*Direction 1:*
Decide whether each statement agrees with the exposure compensation text: (a) in aperture mode, the camera chooses how wide the lens opens; (b) the meter averages the brightness of all the objects it sees; (c) the light meter can tell what you are photographing. Answer yes or no for each, quoting the deciding words of the text.
*Direction 2:*
Repeat word for word the part of the exposure compensation text starting at "Cameras have a" and ending at "in the middle.".

*Source:*
○ ○ ○
Exposure Compensation - Show the camera who's boss!





Cameras have a light meter that measures the amount of light coming into the camera. When you’re shooting in aperture mode you decide how wide the lens opens and by using the light meter, the camera automatically determines how long the exposure needs to be. Similarly in shutter speed mode you choose how long the exposure time is and the camera automatically determines how wide the lens needs to be open.

Light meters are very sophisticated today, and most of the time they’ll get you a good exposure. Essentially, the meter will average the brightness of all the objects it sees, so that the bright tones will be captured and the dark tones will be captured and all the other tones will be in the middle.

But the light meter can’t know what you are taking a photo of. When we come across a photo situation that’s supposed to be very bright or very dark, the meter will look at the scene and try to average the exposure to give to a medium grey tone. Blech...

When this happens, we have to wrestle control away from the camera and show it who’s boss!
○ ○ ○
[Point annotation dataset records]
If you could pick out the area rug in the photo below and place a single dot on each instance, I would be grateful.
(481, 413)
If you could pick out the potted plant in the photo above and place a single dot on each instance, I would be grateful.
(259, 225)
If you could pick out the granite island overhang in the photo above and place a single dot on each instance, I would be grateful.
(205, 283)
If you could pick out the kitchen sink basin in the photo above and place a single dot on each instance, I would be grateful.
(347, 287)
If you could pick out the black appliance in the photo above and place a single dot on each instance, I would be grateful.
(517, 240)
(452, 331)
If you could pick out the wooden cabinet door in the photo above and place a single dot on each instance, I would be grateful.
○ ○ ○
*Worked solution 1:*
(a) No: "When you’re shooting in aperture mode you decide how wide the lens opens"
(b) Yes: "the meter will average the brightness of all the objects it sees"
(c) No: "the light meter can’t know what you are taking a photo of"

*Worked solution 2:*
Cameras have a light meter that measures the amount of light coming into the camera. When you’re shooting in aperture mode you decide how wide the lens opens and by using the light meter, the camera automatically determines how long the exposure needs to be. Similarly in shutter speed mode you choose how long the exposure time is and the camera automatically determines how wide the lens needs to be open.

Light meters are very sophisticated today, and most of the time they’ll get you a good exposure. Essentially, the meter will average the brightness of all the objects it sees, so that the bright tones will be captured and the dark tones will be captured and all the other tones will be in the middle.